## Work to be completed
Pick out each line below that contains the word "green" and copy it.

>> start Material provided

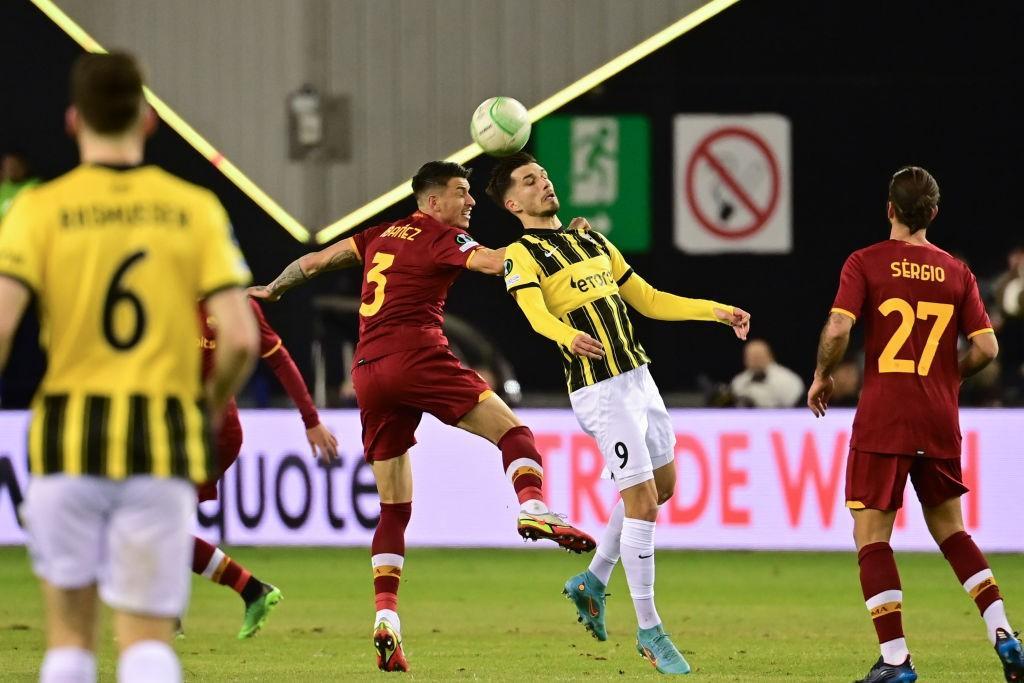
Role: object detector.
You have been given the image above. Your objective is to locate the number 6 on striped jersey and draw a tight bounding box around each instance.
[359,251,394,317]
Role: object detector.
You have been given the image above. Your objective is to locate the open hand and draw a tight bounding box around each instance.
[246,285,281,301]
[715,306,751,341]
[807,373,836,418]
[306,423,338,465]
[569,332,604,360]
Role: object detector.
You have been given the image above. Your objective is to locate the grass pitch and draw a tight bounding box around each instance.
[0,548,1024,683]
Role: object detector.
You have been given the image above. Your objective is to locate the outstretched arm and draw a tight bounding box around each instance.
[807,311,854,418]
[249,238,362,301]
[515,286,604,358]
[618,269,751,339]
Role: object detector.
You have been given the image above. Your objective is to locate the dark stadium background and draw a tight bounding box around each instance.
[0,0,1024,403]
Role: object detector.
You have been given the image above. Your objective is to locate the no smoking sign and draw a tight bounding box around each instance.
[674,114,793,254]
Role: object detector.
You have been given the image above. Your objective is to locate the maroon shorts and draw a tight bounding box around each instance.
[352,346,494,463]
[846,449,970,510]
[198,401,242,503]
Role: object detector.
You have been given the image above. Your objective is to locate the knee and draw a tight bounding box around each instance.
[626,495,657,522]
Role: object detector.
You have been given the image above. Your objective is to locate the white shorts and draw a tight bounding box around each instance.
[22,474,196,617]
[569,366,676,490]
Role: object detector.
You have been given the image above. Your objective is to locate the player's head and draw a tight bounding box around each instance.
[0,150,32,182]
[67,52,156,142]
[487,152,558,219]
[413,161,476,229]
[743,339,775,372]
[887,166,939,234]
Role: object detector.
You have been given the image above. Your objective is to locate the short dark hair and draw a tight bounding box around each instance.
[889,166,939,233]
[413,161,473,200]
[71,52,143,135]
[485,152,537,208]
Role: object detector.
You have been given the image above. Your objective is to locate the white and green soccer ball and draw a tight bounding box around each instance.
[469,97,530,157]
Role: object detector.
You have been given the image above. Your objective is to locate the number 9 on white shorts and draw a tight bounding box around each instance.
[569,366,676,490]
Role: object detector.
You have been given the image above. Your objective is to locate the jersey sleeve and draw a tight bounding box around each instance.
[594,233,633,287]
[959,270,992,339]
[0,190,46,292]
[504,242,541,294]
[430,228,483,268]
[831,253,867,321]
[199,197,252,299]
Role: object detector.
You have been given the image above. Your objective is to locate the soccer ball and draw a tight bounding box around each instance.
[469,97,530,157]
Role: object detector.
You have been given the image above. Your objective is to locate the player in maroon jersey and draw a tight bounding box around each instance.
[250,162,596,671]
[193,299,338,640]
[807,166,1024,683]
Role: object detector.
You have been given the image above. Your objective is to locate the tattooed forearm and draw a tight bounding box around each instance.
[266,258,309,297]
[815,313,852,376]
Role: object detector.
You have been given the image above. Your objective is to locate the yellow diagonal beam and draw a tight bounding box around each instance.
[316,0,739,244]
[32,0,311,242]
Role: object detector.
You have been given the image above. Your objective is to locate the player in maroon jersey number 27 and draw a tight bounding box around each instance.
[807,166,1024,683]
[250,162,596,671]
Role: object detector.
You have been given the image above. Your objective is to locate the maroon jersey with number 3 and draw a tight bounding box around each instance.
[352,211,481,364]
[833,240,992,458]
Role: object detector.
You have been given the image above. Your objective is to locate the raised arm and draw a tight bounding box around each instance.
[249,238,362,301]
[807,311,854,418]
[466,247,505,275]
[618,269,751,339]
[515,286,604,358]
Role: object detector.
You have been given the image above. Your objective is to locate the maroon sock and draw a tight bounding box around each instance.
[193,536,263,603]
[498,425,544,503]
[370,503,413,611]
[939,531,1002,616]
[857,543,903,643]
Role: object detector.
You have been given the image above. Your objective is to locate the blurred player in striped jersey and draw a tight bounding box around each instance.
[807,166,1024,683]
[251,162,595,671]
[193,299,338,640]
[487,153,751,674]
[0,53,258,683]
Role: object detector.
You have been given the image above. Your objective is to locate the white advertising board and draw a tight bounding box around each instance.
[0,410,1024,552]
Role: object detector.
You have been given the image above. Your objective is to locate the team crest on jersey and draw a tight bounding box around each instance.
[455,232,479,252]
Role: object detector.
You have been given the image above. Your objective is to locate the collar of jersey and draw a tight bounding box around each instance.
[86,161,143,171]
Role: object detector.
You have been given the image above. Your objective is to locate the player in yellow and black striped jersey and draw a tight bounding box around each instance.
[487,153,750,674]
[0,159,249,482]
[0,53,258,681]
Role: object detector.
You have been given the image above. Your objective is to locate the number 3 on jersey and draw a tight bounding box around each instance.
[359,251,394,317]
[879,298,953,377]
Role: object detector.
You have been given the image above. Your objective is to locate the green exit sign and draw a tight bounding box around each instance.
[532,116,650,252]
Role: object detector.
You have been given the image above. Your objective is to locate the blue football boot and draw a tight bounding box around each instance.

>> end Material provided

## Result
You have been given the image above. Your objective is to locate the white and green soccer ball and draw a tight bounding box around each instance.
You have been given the image above. Your objective is to locate the green exit sign and draw a tight bounding box around each instance.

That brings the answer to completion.